▶ _Given problem_:
Write out every line below, from the one containing "Teacher note: locate the girl's eyebrow" down through the last line, as a JSON list of strings with one string per line. Leave out any blank lines.

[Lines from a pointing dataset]
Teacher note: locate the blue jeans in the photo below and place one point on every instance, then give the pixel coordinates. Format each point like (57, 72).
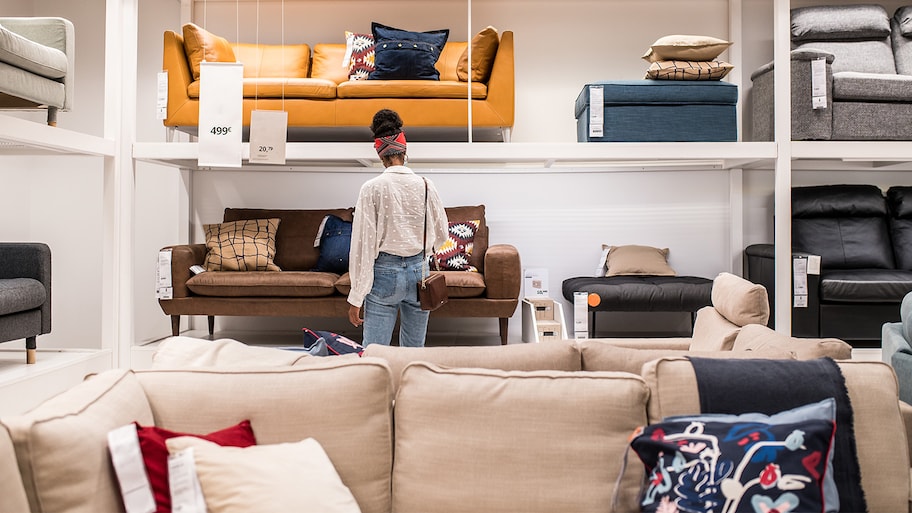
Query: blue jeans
(395, 292)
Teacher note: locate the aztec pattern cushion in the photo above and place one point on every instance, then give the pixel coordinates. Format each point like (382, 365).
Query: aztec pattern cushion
(247, 245)
(742, 463)
(404, 55)
(155, 454)
(484, 49)
(456, 252)
(688, 70)
(201, 45)
(359, 55)
(686, 47)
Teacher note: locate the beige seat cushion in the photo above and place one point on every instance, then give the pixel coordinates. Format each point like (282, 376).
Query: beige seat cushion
(712, 331)
(739, 300)
(344, 404)
(560, 355)
(510, 441)
(598, 356)
(755, 337)
(62, 445)
(880, 435)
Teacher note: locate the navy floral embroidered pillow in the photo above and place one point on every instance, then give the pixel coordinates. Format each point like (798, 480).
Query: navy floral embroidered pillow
(725, 467)
(456, 252)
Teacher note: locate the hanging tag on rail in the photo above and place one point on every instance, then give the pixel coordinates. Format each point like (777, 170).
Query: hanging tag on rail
(818, 83)
(221, 114)
(268, 134)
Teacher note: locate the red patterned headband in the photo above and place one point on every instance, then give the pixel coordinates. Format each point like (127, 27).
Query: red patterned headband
(390, 145)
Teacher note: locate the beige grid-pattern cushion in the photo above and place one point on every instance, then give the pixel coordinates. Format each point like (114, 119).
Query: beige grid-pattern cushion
(880, 434)
(509, 441)
(344, 404)
(247, 245)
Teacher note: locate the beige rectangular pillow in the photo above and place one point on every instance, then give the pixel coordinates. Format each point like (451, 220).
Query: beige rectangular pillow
(344, 404)
(62, 444)
(880, 434)
(513, 441)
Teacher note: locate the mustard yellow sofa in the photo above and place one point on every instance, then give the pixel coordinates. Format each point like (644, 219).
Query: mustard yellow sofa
(318, 94)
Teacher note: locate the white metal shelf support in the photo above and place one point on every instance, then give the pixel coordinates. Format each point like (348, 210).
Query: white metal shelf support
(121, 45)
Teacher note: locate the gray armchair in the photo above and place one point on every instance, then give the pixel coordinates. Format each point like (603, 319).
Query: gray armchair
(36, 64)
(25, 293)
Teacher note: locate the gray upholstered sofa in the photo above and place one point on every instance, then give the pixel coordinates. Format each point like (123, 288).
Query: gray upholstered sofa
(36, 64)
(25, 293)
(868, 64)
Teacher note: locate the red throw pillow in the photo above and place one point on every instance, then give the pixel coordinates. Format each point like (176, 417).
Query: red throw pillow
(155, 454)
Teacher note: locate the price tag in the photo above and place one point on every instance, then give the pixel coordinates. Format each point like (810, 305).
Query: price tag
(161, 100)
(818, 83)
(596, 111)
(221, 114)
(268, 134)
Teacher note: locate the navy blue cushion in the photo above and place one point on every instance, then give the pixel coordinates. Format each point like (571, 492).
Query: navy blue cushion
(335, 243)
(404, 55)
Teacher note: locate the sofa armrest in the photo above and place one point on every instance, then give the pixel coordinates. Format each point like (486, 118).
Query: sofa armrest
(182, 258)
(807, 123)
(503, 272)
(29, 260)
(761, 269)
(57, 33)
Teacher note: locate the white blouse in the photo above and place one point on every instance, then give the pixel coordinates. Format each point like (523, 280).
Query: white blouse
(389, 217)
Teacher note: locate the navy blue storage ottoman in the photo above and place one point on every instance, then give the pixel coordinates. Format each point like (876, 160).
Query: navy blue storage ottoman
(661, 111)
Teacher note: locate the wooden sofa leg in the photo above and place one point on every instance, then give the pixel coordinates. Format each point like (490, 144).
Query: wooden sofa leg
(31, 350)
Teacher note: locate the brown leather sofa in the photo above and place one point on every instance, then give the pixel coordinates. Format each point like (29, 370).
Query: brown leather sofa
(314, 89)
(296, 291)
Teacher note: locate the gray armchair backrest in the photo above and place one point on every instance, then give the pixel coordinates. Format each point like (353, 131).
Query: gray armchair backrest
(857, 35)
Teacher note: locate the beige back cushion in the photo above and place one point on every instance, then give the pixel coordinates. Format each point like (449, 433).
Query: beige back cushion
(509, 441)
(344, 404)
(273, 61)
(62, 445)
(10, 485)
(755, 337)
(712, 331)
(880, 435)
(558, 355)
(739, 300)
(599, 356)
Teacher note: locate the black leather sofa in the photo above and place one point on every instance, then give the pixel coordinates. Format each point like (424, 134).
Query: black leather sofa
(864, 240)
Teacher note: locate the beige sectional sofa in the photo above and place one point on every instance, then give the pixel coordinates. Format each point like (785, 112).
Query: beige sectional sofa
(487, 415)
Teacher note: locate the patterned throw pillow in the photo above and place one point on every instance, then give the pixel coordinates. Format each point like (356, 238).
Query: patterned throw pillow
(455, 253)
(702, 464)
(688, 70)
(247, 245)
(359, 55)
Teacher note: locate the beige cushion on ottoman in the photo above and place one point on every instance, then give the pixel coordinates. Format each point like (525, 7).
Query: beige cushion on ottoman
(558, 355)
(879, 432)
(10, 484)
(755, 337)
(344, 405)
(511, 441)
(599, 356)
(62, 445)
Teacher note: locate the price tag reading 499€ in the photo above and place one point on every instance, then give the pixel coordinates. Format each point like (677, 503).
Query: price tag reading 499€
(221, 114)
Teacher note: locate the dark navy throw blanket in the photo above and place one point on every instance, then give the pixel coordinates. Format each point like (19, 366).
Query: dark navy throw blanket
(770, 386)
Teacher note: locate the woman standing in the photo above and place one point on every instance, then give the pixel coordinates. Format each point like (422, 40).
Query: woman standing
(387, 253)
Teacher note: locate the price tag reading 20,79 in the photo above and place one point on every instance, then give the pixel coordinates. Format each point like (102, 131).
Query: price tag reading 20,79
(221, 114)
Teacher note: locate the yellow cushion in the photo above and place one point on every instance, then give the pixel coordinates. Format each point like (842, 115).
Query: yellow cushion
(484, 49)
(247, 245)
(201, 45)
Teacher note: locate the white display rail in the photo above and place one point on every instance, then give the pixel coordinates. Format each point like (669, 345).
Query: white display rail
(26, 386)
(599, 157)
(24, 137)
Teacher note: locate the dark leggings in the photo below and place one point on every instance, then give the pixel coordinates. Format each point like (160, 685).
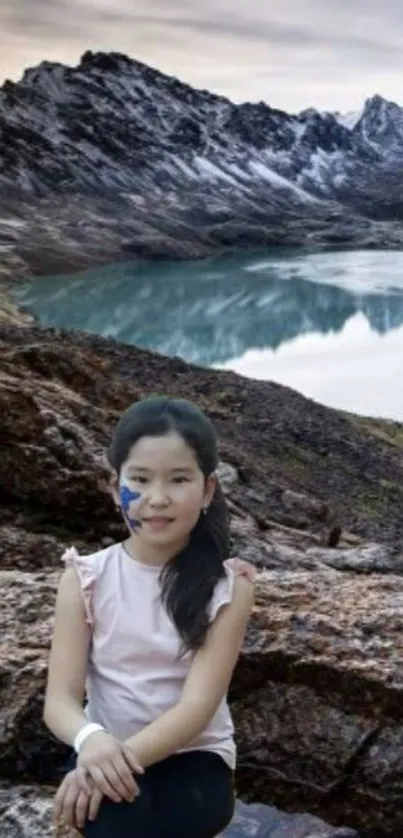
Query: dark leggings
(188, 795)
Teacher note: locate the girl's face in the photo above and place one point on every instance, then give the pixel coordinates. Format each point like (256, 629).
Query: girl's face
(162, 491)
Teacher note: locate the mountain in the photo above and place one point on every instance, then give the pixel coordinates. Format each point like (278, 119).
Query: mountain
(114, 160)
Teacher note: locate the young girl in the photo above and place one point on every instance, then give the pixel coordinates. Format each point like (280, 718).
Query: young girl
(151, 629)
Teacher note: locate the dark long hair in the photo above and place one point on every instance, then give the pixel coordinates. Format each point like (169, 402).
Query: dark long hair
(189, 578)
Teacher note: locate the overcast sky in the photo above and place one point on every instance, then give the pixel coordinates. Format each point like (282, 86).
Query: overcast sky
(293, 54)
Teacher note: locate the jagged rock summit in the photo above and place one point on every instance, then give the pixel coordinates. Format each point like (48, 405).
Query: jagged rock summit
(114, 160)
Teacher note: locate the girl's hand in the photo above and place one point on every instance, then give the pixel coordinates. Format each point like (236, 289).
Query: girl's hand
(111, 765)
(72, 805)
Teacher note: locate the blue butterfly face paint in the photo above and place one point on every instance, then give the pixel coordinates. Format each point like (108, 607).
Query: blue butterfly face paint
(127, 497)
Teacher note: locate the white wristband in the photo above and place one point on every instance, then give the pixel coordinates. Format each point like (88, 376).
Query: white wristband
(84, 733)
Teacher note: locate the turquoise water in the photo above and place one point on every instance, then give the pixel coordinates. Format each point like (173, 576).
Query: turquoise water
(327, 324)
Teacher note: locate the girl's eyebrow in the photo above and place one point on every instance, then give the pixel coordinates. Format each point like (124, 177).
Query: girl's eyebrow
(181, 469)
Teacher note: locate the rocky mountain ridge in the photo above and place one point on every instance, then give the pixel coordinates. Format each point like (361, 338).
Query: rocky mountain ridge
(114, 160)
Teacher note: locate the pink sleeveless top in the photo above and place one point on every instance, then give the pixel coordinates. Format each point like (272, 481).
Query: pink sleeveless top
(134, 671)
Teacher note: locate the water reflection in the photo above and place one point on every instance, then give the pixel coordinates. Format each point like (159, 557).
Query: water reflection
(215, 312)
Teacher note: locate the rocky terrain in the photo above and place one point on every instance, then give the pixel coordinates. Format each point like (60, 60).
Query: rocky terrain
(316, 504)
(114, 160)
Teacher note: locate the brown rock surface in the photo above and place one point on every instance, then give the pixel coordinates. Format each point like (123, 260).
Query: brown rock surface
(318, 689)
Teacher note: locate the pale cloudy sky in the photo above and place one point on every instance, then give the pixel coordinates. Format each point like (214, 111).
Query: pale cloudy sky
(291, 53)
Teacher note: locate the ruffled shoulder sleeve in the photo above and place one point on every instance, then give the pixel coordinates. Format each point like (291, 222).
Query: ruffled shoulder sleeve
(224, 589)
(86, 567)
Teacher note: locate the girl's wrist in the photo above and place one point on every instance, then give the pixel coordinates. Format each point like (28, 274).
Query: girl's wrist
(83, 734)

▶ _In response_:
[
  "Teacher note: locate the girl's eyebrow in the photo above and place one point on every instance, then give the pixel coordinates. Format each point like (124, 177).",
  "Query: girl's eyebrow",
  "(181, 469)",
  "Teacher note: locate the rocky mountain ridge in the photo above and place one point on every instance, then give the pixel coordinates. Format each point like (361, 338).",
  "Query: rocky mountain ridge",
  "(114, 160)",
  "Teacher note: locate the pink sleeveless top in the photo above and place one point on every instance, then give the pixel coordinates. Format each point like (272, 481).",
  "Query: pink sleeveless top",
  "(134, 671)",
  "Teacher note: locate the water reflection in the photo above and place one point on every instance, then give the pixel coordinates. Format each point like (159, 557).",
  "Query: water reflection",
  "(215, 312)",
  "Teacher note: locate the rocky terrain in the photo above and place one point on every instance, then give the pixel coordinates. Format each point like (60, 60).",
  "Query: rocky terrain",
  "(316, 504)",
  "(114, 160)",
  "Teacher note: locate the brown rock surface in the photo above and place one point on every instance, then give the pixel coordinates. Format each point like (123, 260).",
  "Query: brown rock surface",
  "(318, 689)",
  "Teacher note: locate the pale cloudy sky in the photo above and place one point on every instance, then give the pixel coordinates. Format each point like (214, 111).",
  "Query: pale cloudy sky",
  "(291, 53)",
  "Teacher note: locate the ruffled shoulder sleeve in the photo above and place one point on every instance, then give the pixel coordinates. Format each point like (291, 222).",
  "Query: ruffled shoulder sleeve",
  "(224, 589)",
  "(86, 567)",
  "Teacher note: locate the girl's wrist in the photo above and place one point on every instance, then give the pixel coordinates. Format each point like (28, 274).",
  "Query: girl's wrist",
  "(83, 734)"
]